Problem requirements → Your job here is to restate every record exactly, pictures excluded.

Start of Material for this exercise

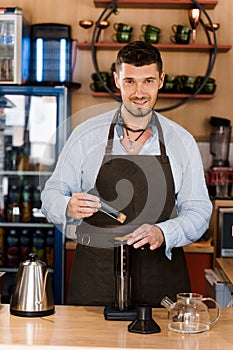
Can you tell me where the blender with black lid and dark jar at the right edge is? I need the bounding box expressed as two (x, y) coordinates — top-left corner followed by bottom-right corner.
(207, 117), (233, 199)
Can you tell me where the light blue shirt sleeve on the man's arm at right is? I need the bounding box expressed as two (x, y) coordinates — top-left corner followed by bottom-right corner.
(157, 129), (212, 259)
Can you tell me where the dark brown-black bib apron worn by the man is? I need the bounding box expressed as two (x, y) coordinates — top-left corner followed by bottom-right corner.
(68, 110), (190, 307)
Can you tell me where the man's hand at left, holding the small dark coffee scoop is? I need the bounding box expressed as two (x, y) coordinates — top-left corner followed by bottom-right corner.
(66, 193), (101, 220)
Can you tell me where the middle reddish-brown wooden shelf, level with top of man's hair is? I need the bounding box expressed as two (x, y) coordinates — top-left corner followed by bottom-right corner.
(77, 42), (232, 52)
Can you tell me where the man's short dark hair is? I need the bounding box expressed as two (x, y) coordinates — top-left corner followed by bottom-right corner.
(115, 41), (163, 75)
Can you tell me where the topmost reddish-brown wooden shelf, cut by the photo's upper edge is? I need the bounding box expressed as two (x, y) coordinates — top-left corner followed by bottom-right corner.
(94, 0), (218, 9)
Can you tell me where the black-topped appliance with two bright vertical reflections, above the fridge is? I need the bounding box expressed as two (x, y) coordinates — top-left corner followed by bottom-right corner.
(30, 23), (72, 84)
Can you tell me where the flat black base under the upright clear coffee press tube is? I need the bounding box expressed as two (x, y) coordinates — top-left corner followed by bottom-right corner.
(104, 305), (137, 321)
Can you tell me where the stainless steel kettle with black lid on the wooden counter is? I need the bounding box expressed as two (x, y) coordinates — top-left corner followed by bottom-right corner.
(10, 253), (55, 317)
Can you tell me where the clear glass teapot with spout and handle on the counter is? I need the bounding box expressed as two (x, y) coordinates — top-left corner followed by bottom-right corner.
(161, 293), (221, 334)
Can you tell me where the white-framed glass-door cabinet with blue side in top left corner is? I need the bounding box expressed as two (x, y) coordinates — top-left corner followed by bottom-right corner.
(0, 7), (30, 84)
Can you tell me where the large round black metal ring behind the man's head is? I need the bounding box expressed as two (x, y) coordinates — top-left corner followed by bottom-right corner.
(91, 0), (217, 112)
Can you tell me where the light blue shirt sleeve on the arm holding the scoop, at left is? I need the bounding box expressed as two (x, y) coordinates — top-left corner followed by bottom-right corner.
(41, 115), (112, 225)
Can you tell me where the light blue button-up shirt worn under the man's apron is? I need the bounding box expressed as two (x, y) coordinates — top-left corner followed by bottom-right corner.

End of Material for this exercise

Result below →
Can you tell me where the blender with black lid and dark jar at the right edge is? I need the bounding box expressed as two (x, y) coordinates — top-left corner followed by bottom-right corner.
(207, 117), (233, 199)
Can you tell me where the light blue shirt sleeve on the man's arm at right is? I need the bounding box expressed as two (x, y) coordinates — top-left corner followed by bottom-right corner.
(157, 129), (212, 259)
Can you tell me where the dark brown-black bib apron worn by the man is? I need the bounding box expressed as two (x, y) coordinates — top-left corner followed by bottom-right corner.
(68, 110), (190, 307)
Can you tell me where the man's hand at left, holding the small dark coffee scoop is? I need the bounding box expressed as two (x, y) coordinates — top-left corner followed by bottom-right corner.
(66, 193), (101, 220)
Can you tell me where the middle reddish-brown wooden shelf, level with top of man's hair is? I need the bounding box expressed as two (x, y) coordinates — top-left corner followed by bottom-right corner.
(77, 42), (232, 52)
Can you tell me where the man's short dark hair is? I need the bounding box expressed as two (x, y) coordinates — top-left corner followed by bottom-right corner.
(115, 41), (163, 75)
Can you tell me where the topmost reddish-brown wooden shelf, cut by the photo's upper edge is? I need the bounding box expressed as two (x, y) coordinates — top-left corner followed by bottom-right corner.
(94, 0), (218, 9)
Can you tell me where the black-topped appliance with two bright vertical reflections, above the fridge is? I need the bounding box expressed as two (x, y) coordinates — top-left corner followed by bottom-right corner.
(30, 23), (72, 84)
Can you tell me where the flat black base under the upright clear coffee press tube is? I need the bounding box expressed as two (x, y) coordinates — top-left corner followed by bottom-right corner.
(104, 305), (137, 321)
Can you tell me where the stainless steel kettle with black lid on the wooden counter is? I need the bounding box expressed as two (x, y) coordinates — top-left corner followed by bottom-right corner.
(10, 253), (55, 317)
Can you tell me where the clear glass teapot with spout and handle on the counter is? I need the bounding box expressed as two (x, y) coordinates — top-left corner followed by bottom-right corner.
(161, 293), (221, 334)
Can you tell me where the white-framed glass-door cabinet with blue side in top left corner is? I need the bounding box expressed as two (x, y) coordinates — top-left corner followed by bottom-right corner.
(0, 7), (30, 84)
Can you tell me where the large round black metal ring behind the man's head is? I need the bounding box expressed as two (x, y) coordinates — top-left corner followed by bottom-right corner.
(91, 0), (217, 112)
Can you tell me where the light blue shirt sleeve on the arm holding the scoop, at left is? I need the bounding box expressed as two (x, y) coordinates — top-left corner followed by bottom-right corner.
(41, 115), (112, 225)
Can you tell me where the light blue button-up shirt worn under the man's apron is? I need the bounding box expressed as two (x, y) coordinates — top-left corner followed by bottom-right corner.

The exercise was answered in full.